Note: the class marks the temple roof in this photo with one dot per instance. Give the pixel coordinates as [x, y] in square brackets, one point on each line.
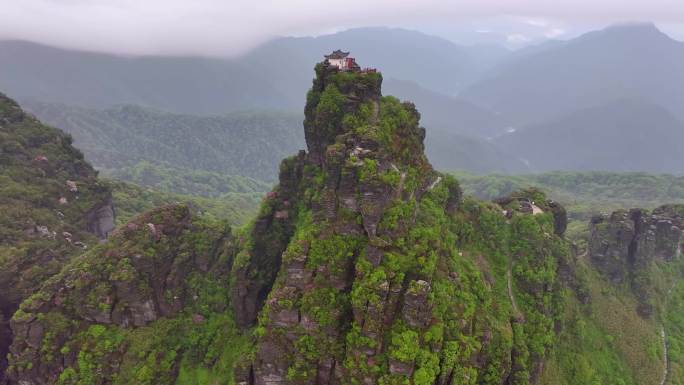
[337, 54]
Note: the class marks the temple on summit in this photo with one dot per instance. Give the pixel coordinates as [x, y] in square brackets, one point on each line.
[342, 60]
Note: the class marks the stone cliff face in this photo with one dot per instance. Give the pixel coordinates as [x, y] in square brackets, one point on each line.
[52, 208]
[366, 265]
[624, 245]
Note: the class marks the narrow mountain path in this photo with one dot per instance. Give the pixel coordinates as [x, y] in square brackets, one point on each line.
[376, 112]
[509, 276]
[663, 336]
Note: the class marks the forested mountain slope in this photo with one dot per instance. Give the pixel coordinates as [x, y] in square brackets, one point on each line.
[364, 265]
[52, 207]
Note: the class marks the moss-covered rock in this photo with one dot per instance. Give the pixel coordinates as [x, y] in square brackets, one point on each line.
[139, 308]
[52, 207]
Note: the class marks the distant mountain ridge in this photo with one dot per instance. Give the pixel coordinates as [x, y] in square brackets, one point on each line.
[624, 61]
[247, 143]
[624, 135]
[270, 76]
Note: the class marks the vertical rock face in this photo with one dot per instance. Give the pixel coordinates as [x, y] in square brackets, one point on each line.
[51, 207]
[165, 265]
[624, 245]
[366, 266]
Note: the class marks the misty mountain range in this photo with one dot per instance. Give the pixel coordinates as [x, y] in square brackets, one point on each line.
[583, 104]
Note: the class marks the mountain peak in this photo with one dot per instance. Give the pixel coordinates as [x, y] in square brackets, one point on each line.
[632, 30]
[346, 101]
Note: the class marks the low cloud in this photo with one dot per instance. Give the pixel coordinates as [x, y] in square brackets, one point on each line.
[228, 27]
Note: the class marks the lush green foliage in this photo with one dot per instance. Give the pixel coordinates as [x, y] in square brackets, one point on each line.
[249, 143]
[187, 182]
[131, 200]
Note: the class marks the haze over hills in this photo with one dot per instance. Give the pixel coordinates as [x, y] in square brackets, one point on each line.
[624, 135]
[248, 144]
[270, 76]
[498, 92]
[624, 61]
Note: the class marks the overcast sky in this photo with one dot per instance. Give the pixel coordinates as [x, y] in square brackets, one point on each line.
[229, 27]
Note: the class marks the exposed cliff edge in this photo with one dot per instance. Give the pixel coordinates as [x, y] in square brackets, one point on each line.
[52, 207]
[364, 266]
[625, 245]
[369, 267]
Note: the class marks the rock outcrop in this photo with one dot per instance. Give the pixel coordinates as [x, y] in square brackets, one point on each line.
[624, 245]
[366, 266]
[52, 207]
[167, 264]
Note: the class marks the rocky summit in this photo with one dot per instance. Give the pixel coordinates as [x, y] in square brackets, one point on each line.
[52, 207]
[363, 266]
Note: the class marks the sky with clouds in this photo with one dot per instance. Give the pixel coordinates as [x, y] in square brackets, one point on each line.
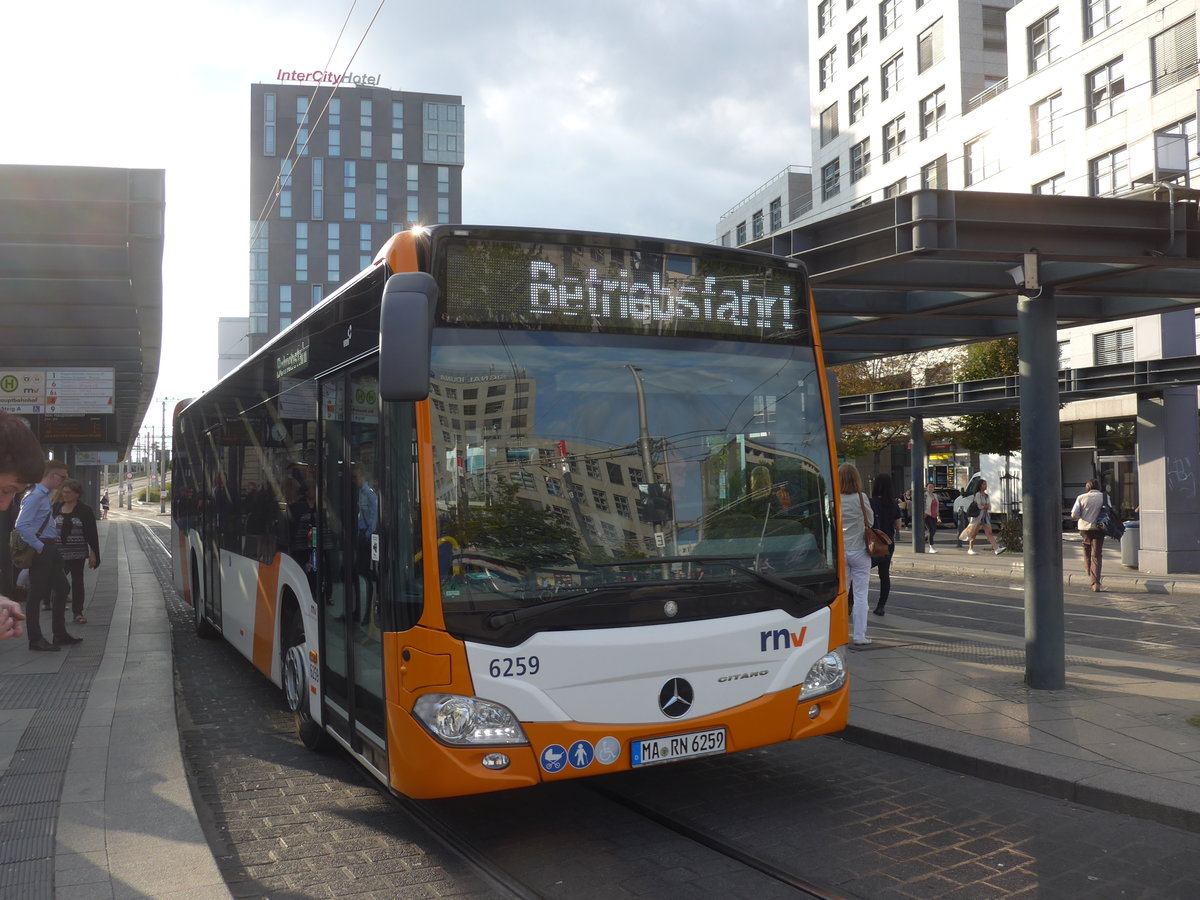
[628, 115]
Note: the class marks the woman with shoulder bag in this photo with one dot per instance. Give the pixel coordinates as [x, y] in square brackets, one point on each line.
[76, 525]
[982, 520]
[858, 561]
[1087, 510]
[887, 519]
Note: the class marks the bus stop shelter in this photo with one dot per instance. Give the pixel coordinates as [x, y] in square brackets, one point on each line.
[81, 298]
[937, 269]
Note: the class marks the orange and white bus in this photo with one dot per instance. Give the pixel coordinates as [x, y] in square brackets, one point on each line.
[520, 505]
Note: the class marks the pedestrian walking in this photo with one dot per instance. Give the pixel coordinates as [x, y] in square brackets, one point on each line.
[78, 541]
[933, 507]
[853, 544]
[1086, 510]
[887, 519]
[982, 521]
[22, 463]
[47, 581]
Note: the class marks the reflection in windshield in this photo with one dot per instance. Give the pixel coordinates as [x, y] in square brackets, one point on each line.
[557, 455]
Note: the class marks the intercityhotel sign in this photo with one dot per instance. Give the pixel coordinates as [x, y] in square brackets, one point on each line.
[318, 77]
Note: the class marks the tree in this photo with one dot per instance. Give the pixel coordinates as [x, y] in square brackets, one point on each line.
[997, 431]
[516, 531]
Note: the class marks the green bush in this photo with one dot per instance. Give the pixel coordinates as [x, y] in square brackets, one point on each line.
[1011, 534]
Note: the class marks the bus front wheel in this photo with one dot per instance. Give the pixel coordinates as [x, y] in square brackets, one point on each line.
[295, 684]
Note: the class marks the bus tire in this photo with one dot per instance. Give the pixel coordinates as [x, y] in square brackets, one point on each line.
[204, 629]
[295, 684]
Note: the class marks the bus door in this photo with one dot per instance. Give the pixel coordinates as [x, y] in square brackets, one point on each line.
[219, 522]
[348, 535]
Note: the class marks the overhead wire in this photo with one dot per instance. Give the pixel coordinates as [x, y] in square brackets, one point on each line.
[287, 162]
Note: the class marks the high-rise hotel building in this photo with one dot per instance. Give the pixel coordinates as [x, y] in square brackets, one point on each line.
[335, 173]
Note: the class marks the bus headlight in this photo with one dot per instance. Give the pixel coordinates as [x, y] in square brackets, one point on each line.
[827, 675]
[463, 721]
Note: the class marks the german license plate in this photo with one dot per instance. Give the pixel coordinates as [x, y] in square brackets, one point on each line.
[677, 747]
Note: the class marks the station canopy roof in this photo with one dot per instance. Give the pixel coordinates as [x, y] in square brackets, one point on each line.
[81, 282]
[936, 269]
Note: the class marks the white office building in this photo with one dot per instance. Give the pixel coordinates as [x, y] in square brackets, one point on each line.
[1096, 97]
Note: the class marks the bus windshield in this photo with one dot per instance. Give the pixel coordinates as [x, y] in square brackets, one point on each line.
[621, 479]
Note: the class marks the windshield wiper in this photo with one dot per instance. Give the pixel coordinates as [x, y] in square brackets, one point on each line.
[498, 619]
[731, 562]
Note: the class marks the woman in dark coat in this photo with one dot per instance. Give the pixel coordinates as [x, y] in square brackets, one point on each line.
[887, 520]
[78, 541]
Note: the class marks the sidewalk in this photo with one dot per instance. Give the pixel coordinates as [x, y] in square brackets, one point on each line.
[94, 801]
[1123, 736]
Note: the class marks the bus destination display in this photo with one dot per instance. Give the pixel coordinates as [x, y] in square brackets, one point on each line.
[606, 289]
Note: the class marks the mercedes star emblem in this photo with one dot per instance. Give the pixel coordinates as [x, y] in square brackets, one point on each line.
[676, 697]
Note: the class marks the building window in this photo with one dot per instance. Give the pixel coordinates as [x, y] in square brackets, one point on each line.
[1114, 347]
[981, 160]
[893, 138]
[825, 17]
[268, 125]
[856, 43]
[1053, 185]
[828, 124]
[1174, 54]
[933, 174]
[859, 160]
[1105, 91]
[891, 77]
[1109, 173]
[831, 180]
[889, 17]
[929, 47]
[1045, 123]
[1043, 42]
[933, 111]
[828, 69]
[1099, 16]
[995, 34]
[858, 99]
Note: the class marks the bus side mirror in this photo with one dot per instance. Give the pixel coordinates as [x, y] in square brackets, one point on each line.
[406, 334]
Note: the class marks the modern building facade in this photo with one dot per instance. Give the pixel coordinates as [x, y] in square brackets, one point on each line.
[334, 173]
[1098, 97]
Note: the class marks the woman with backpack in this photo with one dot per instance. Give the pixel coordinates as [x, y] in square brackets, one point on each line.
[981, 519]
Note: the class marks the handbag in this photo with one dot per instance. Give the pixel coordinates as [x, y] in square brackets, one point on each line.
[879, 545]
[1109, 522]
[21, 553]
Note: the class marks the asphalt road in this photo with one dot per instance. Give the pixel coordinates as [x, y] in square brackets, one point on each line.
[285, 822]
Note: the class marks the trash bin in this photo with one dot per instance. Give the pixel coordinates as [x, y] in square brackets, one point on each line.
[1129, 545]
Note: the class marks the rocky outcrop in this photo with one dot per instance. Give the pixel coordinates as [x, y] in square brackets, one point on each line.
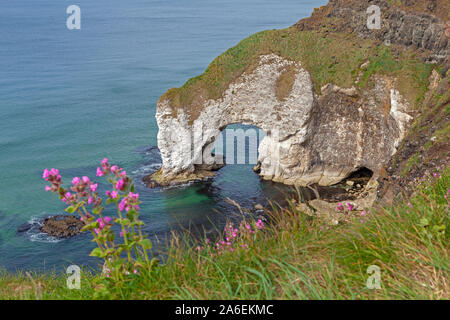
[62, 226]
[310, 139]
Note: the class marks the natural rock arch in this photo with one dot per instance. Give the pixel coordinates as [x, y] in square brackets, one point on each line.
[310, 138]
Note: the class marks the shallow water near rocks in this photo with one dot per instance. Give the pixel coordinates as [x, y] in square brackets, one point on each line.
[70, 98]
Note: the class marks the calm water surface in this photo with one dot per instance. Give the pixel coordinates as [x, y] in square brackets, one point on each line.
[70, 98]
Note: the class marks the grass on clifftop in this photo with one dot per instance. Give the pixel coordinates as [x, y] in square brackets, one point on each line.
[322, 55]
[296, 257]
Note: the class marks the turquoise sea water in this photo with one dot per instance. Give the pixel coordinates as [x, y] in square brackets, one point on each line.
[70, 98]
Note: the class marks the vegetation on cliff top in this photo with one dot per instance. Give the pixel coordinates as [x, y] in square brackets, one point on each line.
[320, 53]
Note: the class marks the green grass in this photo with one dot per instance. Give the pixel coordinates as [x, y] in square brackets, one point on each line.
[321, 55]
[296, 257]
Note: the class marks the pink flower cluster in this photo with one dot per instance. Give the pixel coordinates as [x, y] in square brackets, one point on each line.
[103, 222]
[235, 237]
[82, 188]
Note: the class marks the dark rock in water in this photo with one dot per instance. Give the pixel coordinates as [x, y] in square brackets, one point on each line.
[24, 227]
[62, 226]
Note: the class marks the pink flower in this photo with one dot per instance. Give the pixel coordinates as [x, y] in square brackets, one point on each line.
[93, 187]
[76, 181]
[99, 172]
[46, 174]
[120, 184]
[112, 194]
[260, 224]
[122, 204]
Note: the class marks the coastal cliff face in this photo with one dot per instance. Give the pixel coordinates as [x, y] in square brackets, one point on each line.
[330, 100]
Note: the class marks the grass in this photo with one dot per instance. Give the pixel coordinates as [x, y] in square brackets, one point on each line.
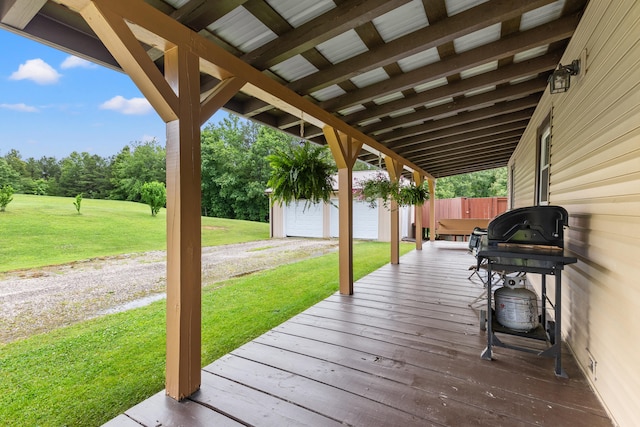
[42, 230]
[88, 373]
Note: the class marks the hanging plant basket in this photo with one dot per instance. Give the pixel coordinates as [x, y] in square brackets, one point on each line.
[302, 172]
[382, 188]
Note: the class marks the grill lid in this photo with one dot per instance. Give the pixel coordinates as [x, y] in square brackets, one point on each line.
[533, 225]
==================================================
- DIRECTIVE: Quote exactly the lines from the one that contains "Note: the class marks the pink flower in" through the end of the listing above, both ends included, leaving out the pictures.

- SOLUTION TO THIS TASK:
Note: the class marks the pink flower in this photo with one dot per instance. Give the pixel coordinates as [x, y] in square brackets, one point on each line.
[93, 187]
[76, 181]
[99, 172]
[46, 174]
[120, 184]
[112, 194]
[260, 224]
[122, 204]
Note: the class marks the coastal cliff face in this photo with one dot per instance. Give the pixel coordinates as [x, y] in square brackets, one point on each line.
[330, 100]
Note: the class marks the grass in this photo with one dot per instance. Give the pixel coordinates as [x, y] in square brackets, one point on each line.
[42, 230]
[88, 373]
Note: the class marks the hanging plant basket in this photo with one dot per instance. Give the pixel coordinates as [x, y] in square brackets, one point on each line.
[302, 172]
[382, 188]
Note: the class marks the grill lid in this photo with one dot per instance. Give the pixel coordinates as [x, y] in square brackets, one point on each line.
[533, 225]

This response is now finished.